Write out the listing below again, precisely as it is given.
---------- THE DATA ----------
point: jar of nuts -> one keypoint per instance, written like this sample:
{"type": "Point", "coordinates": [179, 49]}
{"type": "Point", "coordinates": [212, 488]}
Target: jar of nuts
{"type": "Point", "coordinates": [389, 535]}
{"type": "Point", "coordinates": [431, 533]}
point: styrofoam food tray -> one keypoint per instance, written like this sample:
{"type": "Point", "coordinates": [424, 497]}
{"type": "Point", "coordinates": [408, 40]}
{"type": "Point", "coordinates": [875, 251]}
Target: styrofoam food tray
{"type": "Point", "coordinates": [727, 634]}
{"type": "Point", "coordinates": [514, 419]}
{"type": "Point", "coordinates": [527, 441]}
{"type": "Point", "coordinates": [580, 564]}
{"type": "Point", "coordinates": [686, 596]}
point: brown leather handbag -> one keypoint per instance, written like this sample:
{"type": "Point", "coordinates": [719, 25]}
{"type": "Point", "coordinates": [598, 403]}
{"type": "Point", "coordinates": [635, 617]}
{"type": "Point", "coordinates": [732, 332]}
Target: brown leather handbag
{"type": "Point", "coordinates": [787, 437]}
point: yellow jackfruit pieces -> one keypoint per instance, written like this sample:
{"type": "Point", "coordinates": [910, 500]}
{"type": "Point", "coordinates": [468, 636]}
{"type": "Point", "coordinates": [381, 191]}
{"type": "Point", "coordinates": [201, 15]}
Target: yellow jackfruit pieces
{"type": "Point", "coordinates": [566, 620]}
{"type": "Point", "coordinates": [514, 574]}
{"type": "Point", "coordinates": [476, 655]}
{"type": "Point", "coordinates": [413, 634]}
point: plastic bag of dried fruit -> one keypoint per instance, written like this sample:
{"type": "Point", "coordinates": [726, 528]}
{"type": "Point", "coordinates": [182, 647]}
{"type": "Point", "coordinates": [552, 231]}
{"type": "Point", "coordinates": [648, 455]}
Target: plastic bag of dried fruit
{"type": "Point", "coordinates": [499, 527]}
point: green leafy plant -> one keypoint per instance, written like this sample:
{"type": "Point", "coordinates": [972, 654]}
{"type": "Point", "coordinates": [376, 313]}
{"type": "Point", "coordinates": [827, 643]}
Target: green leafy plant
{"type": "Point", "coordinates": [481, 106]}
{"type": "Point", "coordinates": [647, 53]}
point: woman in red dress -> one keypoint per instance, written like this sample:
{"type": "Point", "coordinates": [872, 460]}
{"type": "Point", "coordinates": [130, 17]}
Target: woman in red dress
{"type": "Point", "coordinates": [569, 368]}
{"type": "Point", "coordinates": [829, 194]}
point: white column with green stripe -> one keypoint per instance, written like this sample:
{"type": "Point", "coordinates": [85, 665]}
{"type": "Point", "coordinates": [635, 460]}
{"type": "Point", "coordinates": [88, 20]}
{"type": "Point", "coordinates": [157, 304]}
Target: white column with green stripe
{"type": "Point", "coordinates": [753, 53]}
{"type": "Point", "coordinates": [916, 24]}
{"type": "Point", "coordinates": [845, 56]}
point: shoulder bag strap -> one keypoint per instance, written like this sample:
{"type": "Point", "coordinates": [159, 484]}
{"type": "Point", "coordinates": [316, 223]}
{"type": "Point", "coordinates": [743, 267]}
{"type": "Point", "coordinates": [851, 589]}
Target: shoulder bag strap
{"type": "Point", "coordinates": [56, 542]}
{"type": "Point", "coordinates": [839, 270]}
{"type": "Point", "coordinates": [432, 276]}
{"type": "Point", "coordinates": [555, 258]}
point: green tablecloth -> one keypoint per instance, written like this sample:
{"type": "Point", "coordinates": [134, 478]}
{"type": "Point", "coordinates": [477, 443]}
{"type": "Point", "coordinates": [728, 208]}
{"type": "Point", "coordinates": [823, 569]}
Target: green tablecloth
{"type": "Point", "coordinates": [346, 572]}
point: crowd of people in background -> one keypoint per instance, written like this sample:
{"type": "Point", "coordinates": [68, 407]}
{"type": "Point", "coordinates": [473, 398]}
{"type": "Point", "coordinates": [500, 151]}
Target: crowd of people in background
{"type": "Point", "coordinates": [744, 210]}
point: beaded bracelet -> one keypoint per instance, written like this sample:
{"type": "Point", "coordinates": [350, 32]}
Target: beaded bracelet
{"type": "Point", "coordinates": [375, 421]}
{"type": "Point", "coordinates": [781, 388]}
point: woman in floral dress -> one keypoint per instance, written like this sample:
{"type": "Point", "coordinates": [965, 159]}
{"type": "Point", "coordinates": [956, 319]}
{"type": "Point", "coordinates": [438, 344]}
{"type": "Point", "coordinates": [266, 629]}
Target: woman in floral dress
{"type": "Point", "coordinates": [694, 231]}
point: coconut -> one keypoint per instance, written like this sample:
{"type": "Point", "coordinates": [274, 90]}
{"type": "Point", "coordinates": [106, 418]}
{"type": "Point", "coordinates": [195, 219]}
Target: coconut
----------
#### [WRITTEN SOLUTION]
point: jar of nuts -> one keypoint per instance, written like this sample:
{"type": "Point", "coordinates": [179, 49]}
{"type": "Point", "coordinates": [212, 488]}
Target: jar of nuts
{"type": "Point", "coordinates": [389, 535]}
{"type": "Point", "coordinates": [431, 533]}
point: styrofoam food tray -> one keypoint per instance, written like this sample:
{"type": "Point", "coordinates": [424, 497]}
{"type": "Point", "coordinates": [408, 40]}
{"type": "Point", "coordinates": [875, 251]}
Target: styrofoam food tray
{"type": "Point", "coordinates": [727, 634]}
{"type": "Point", "coordinates": [514, 419]}
{"type": "Point", "coordinates": [527, 441]}
{"type": "Point", "coordinates": [580, 564]}
{"type": "Point", "coordinates": [686, 596]}
point: brown leather handbag -> one keypoint per instance, written like this sample:
{"type": "Point", "coordinates": [719, 25]}
{"type": "Point", "coordinates": [598, 403]}
{"type": "Point", "coordinates": [635, 617]}
{"type": "Point", "coordinates": [732, 332]}
Target: brown leather handbag
{"type": "Point", "coordinates": [787, 437]}
point: yellow jackfruit pieces -> one keypoint per instance, written like this sample:
{"type": "Point", "coordinates": [910, 500]}
{"type": "Point", "coordinates": [468, 636]}
{"type": "Point", "coordinates": [381, 191]}
{"type": "Point", "coordinates": [201, 15]}
Target: yellow jackfruit pieces
{"type": "Point", "coordinates": [566, 620]}
{"type": "Point", "coordinates": [514, 574]}
{"type": "Point", "coordinates": [476, 655]}
{"type": "Point", "coordinates": [413, 634]}
point: plastic bag of dried fruit -> one keypoint per instance, written like this sample:
{"type": "Point", "coordinates": [726, 528]}
{"type": "Point", "coordinates": [182, 647]}
{"type": "Point", "coordinates": [552, 231]}
{"type": "Point", "coordinates": [648, 455]}
Target: plastic bag of dried fruit
{"type": "Point", "coordinates": [499, 527]}
point: green leafy plant -> one keypoint per instance, written like this sample:
{"type": "Point", "coordinates": [972, 654]}
{"type": "Point", "coordinates": [376, 313]}
{"type": "Point", "coordinates": [827, 643]}
Target: green leafy plant
{"type": "Point", "coordinates": [481, 106]}
{"type": "Point", "coordinates": [647, 53]}
point: woman in red dress -> one keypoint per instance, written like this sample:
{"type": "Point", "coordinates": [872, 460]}
{"type": "Point", "coordinates": [130, 17]}
Target: woman in red dress
{"type": "Point", "coordinates": [569, 368]}
{"type": "Point", "coordinates": [829, 194]}
point: white column with green stripe -> one keypoint per instance, written like this sample:
{"type": "Point", "coordinates": [85, 665]}
{"type": "Point", "coordinates": [635, 460]}
{"type": "Point", "coordinates": [88, 20]}
{"type": "Point", "coordinates": [157, 304]}
Target: white column with green stripe
{"type": "Point", "coordinates": [753, 53]}
{"type": "Point", "coordinates": [916, 24]}
{"type": "Point", "coordinates": [845, 56]}
point: shoulder bag strap -> one keypoint per instance, written like this sample:
{"type": "Point", "coordinates": [159, 484]}
{"type": "Point", "coordinates": [316, 223]}
{"type": "Point", "coordinates": [743, 267]}
{"type": "Point", "coordinates": [851, 589]}
Target: shoulder bag strap
{"type": "Point", "coordinates": [56, 542]}
{"type": "Point", "coordinates": [839, 270]}
{"type": "Point", "coordinates": [432, 276]}
{"type": "Point", "coordinates": [555, 258]}
point: green tablecloth -> one keypoint per instance, written like this sample:
{"type": "Point", "coordinates": [134, 478]}
{"type": "Point", "coordinates": [477, 443]}
{"type": "Point", "coordinates": [728, 208]}
{"type": "Point", "coordinates": [823, 569]}
Target: green tablecloth
{"type": "Point", "coordinates": [346, 572]}
point: crowd of people in background -> one keypoint per instance, written like this sample:
{"type": "Point", "coordinates": [68, 407]}
{"type": "Point", "coordinates": [473, 398]}
{"type": "Point", "coordinates": [500, 151]}
Target: crowd of people in background
{"type": "Point", "coordinates": [744, 210]}
point: beaded bracelet -> one keypoint per instance, written like this sample:
{"type": "Point", "coordinates": [350, 32]}
Target: beaded bracelet
{"type": "Point", "coordinates": [375, 421]}
{"type": "Point", "coordinates": [781, 388]}
point: woman in floral dress -> one keypoint per instance, written like this sample:
{"type": "Point", "coordinates": [965, 159]}
{"type": "Point", "coordinates": [956, 319]}
{"type": "Point", "coordinates": [438, 344]}
{"type": "Point", "coordinates": [266, 629]}
Target: woman in floral dress
{"type": "Point", "coordinates": [694, 231]}
point: coconut -> one keypoint per instance, written like this sample:
{"type": "Point", "coordinates": [274, 90]}
{"type": "Point", "coordinates": [106, 418]}
{"type": "Point", "coordinates": [195, 219]}
Target: coconut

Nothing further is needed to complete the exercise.